### What the task asks
Write out again every line of the data, starting with the line that contains "I'd like to know if the pine" and going on through the line that contains "xmin=1071 ymin=481 xmax=1291 ymax=575". Multiply each coordinate value by 0.6 and round it to a whole number, with halves rounded up, leaving all other wording unchanged.

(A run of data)
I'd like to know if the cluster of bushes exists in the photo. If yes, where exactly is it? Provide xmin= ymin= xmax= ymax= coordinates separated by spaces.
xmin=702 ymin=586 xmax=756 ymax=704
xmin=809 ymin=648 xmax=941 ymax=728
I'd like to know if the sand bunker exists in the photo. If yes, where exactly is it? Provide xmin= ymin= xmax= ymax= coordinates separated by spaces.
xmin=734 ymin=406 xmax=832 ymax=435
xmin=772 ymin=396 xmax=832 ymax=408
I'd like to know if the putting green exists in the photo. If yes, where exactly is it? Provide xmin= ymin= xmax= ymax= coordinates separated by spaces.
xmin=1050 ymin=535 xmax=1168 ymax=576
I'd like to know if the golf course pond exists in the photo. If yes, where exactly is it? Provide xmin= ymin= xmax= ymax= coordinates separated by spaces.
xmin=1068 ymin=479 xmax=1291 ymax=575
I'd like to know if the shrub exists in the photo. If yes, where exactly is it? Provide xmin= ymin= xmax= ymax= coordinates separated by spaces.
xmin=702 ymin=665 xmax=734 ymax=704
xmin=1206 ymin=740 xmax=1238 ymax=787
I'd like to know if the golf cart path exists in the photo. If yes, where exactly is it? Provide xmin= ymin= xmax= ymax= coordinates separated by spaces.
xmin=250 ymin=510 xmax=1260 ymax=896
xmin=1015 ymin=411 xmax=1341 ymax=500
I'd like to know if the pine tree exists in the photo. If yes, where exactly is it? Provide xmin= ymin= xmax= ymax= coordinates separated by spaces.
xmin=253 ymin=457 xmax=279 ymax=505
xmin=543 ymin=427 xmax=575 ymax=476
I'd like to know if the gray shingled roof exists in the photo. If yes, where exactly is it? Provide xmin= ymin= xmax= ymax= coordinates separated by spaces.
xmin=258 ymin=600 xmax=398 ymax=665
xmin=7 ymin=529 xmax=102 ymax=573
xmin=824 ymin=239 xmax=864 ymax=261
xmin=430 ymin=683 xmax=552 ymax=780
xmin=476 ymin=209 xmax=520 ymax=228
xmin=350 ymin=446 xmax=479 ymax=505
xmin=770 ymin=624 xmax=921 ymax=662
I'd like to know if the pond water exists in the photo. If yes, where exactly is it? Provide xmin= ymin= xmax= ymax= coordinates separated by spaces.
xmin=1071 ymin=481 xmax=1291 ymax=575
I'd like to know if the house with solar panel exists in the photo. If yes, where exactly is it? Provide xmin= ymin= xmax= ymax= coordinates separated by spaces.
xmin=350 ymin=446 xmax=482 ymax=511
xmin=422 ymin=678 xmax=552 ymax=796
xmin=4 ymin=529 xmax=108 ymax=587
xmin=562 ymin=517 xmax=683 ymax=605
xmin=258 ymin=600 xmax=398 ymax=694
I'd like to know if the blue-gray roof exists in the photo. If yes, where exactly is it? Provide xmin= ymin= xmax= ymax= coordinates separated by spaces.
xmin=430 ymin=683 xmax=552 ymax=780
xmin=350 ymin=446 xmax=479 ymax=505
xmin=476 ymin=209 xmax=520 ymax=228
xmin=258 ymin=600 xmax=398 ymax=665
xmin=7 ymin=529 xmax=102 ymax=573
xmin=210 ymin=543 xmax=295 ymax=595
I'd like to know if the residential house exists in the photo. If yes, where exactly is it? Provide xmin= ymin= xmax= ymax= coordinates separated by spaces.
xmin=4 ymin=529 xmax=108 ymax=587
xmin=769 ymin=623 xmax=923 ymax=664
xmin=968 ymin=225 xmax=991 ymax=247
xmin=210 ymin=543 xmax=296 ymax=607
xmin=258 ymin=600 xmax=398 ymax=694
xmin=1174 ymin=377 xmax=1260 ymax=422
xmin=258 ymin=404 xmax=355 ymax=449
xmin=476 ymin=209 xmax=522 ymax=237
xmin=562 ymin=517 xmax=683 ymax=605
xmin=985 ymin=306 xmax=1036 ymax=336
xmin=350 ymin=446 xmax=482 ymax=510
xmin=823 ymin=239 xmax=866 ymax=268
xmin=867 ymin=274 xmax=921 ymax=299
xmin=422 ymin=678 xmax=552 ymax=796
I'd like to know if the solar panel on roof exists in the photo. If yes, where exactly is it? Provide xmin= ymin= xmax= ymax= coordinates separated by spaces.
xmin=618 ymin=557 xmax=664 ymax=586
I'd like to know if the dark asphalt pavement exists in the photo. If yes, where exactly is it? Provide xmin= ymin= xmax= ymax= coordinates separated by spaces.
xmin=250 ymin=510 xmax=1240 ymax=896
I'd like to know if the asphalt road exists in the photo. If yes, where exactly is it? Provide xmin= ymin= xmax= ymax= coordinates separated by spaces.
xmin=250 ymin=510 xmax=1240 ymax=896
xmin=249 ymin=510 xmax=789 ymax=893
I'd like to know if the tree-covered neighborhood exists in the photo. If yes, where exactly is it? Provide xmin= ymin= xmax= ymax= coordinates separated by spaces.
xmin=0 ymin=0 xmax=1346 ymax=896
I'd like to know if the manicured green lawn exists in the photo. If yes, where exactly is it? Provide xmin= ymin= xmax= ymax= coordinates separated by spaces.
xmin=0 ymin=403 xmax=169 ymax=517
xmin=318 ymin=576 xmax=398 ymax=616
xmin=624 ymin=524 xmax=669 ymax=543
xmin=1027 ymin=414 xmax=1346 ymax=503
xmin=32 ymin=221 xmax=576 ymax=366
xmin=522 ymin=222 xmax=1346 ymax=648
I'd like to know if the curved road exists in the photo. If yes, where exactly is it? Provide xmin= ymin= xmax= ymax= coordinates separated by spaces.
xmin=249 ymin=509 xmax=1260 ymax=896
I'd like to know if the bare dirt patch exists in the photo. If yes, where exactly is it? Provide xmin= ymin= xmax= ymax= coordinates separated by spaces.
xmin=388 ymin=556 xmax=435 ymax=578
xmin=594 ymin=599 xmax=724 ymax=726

### Reply to the exercise
I'd like to know if the pine tree exists in the photo. If yes, where exactly is it? Provide xmin= ymin= xmax= ymax= coordinates separated by spaces.
xmin=152 ymin=274 xmax=167 ymax=303
xmin=326 ymin=256 xmax=345 ymax=286
I'd like to know if the gray shingled roof exists in the photo. If yes, where exactly is it? Provide xmin= ymin= xmax= ymax= coordinates separated by spaces.
xmin=155 ymin=360 xmax=239 ymax=399
xmin=4 ymin=317 xmax=61 ymax=344
xmin=494 ymin=143 xmax=518 ymax=157
xmin=258 ymin=410 xmax=331 ymax=468
xmin=286 ymin=125 xmax=312 ymax=137
xmin=210 ymin=268 xmax=287 ymax=303
xmin=462 ymin=374 xmax=553 ymax=397
I'd like to know if the pond water exists in the photo. If yes, where exactly is it? Provide xmin= ymin= xmax= ymax= coordinates separated by spaces.
xmin=643 ymin=289 xmax=775 ymax=345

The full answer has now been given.